Exercise material
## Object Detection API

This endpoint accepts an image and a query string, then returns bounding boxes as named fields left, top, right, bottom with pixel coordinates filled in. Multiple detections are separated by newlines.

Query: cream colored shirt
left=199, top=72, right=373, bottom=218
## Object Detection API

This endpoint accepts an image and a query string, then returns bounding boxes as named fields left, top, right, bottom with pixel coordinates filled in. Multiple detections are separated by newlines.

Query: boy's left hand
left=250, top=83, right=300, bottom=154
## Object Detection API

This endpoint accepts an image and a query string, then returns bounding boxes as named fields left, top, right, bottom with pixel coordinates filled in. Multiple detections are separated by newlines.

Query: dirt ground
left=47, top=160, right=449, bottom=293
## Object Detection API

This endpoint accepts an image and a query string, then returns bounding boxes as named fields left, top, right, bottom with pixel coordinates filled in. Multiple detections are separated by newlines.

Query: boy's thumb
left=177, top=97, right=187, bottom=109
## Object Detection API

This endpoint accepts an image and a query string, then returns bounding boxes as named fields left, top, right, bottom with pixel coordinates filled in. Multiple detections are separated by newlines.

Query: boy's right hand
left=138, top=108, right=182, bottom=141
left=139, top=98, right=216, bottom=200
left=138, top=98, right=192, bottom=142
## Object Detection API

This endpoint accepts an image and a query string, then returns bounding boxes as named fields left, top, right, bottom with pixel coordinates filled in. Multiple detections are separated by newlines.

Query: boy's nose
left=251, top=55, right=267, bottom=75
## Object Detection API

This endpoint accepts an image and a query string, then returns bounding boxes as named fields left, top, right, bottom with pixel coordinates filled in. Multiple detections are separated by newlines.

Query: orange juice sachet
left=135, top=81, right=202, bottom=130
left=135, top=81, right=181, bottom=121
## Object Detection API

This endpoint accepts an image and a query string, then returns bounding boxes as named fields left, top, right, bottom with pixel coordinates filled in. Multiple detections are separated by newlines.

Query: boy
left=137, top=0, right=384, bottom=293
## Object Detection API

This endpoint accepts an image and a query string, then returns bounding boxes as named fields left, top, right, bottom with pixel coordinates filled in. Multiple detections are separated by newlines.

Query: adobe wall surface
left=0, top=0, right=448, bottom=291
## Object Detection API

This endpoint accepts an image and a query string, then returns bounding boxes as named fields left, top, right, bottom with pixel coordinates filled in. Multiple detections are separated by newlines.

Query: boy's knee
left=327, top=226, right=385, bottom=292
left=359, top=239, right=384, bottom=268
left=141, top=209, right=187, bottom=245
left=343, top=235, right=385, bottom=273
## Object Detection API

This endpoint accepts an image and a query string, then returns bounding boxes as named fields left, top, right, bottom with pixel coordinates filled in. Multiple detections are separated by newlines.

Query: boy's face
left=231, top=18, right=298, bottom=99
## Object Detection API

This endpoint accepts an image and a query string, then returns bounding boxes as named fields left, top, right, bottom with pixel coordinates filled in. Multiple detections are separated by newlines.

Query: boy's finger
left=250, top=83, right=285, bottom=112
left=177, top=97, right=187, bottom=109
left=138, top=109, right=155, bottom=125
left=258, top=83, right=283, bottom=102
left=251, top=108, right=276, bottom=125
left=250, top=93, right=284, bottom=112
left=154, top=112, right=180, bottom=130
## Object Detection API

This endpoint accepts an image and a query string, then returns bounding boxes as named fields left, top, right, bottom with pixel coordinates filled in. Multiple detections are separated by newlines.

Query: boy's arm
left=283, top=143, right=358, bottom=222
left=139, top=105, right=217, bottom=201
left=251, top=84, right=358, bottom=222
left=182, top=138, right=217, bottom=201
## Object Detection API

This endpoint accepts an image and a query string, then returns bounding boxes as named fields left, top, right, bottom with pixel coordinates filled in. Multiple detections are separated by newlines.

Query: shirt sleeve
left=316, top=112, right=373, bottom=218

Task to carry out
Every entry, from first to last, should be written out exactly.

Answer for the task
## Object Detection API

This endpoint accepts an image and a query string, then returns bounding boxes as named fields left, top, right, bottom with pixel coordinates filled in. Multiple detections are separated by newlines.

Query: cream colored shirt
left=199, top=72, right=373, bottom=218
## Object Detection API

This endpoint accepts an image and a query string, then returns bounding boxes as named fields left, top, right, bottom with pixel coordinates filled in. Multiple detections are separated by newlines.

Query: boy's left hand
left=250, top=83, right=300, bottom=154
## Object Detection API

This endpoint accepts an image and a query string, then returns bounding boxes as named fields left, top, right, bottom with pixel coordinates filled in. Multiple detections are separated by newlines.

Query: dirt ground
left=47, top=160, right=449, bottom=293
## Object Detection API

This endpoint accepts an image and a query string, then returns bounding boxes as named fields left, top, right, bottom with pixel coordinates filled in. Multiple detections are separated by newlines.

Query: boy's thumb
left=177, top=97, right=187, bottom=109
## Object Detection API

This endpoint accepts an image and a query string, then returns bounding boxes as named fields left, top, right, bottom with pixel coordinates filled in. Multiple detections are separated by newlines.

Query: boy's right hand
left=138, top=108, right=182, bottom=141
left=139, top=98, right=216, bottom=200
left=138, top=98, right=192, bottom=142
## Object Detection API

This endpoint accepts an image and a query string, then returns bounding boxes as named fields left, top, right, bottom with pixel coordinates filled in. Multiple detections are separated by newlines.

Query: boy's nose
left=251, top=55, right=267, bottom=75
## Object Detection API

This endpoint accepts an image and a query string, then returns bounding boxes as named fields left, top, right, bottom with pixel coordinates filled in. Multiple detections are separated by newlines.

Query: orange juice sachet
left=135, top=81, right=202, bottom=130
left=135, top=81, right=181, bottom=121
## Object Detection API

This endpoint accepts an image and a query string, then returns bounding boxes as named fields left, top, right, bottom with pixel coordinates filled in. Multiple detections are separated by newlines.

Query: boy
left=137, top=0, right=384, bottom=293
## Object Detection API

This endpoint accepts an image and a query string, then returns bounding boxes as named fields left, top, right, bottom with pixel coordinates filled in. Multiple detections are separated by newlines.

Query: adobe wall surface
left=0, top=0, right=448, bottom=291
## Object Detection API

This endpoint accepts an image and a query string, then returns bounding boxes as named fields left, top, right, bottom with pixel coordinates filled in. Multiple detections are separated by newlines.

Query: boy's knee
left=327, top=226, right=385, bottom=292
left=359, top=239, right=384, bottom=268
left=141, top=209, right=187, bottom=245
left=343, top=235, right=385, bottom=273
## Object Detection API

This endpoint accepts an image and a query string, then returns bounding boxes as named fields left, top, right, bottom with pixel coordinates filled in. Multiple detections are separated by newlines.

Query: boy's face
left=231, top=18, right=298, bottom=99
## Object Detection API

This endpoint accepts an image and a query string, then returns bounding boxes as named fields left, top, right, bottom with pixel coordinates filled in. Multiple detections are separated by newlines.

Query: boy's finger
left=250, top=83, right=285, bottom=112
left=177, top=97, right=187, bottom=109
left=138, top=109, right=155, bottom=125
left=258, top=83, right=283, bottom=102
left=251, top=108, right=276, bottom=125
left=250, top=93, right=284, bottom=112
left=154, top=112, right=180, bottom=130
## Object Detection API

This endpoint accepts an image and a query string, then returns bounding boxes as named fields left, top, right, bottom with pixel coordinates filled in. Multiple detections are separated by newlines.

Query: boy's arm
left=283, top=143, right=358, bottom=222
left=139, top=105, right=217, bottom=201
left=251, top=84, right=358, bottom=222
left=182, top=138, right=217, bottom=201
## Object Detection API

This endpoint accepts an image and a query string, then returns bounding boxes as named fields left, top, right, bottom with pixel coordinates filled in. Multiple detections are separated by newlines.

Query: shirt sleeve
left=316, top=112, right=373, bottom=218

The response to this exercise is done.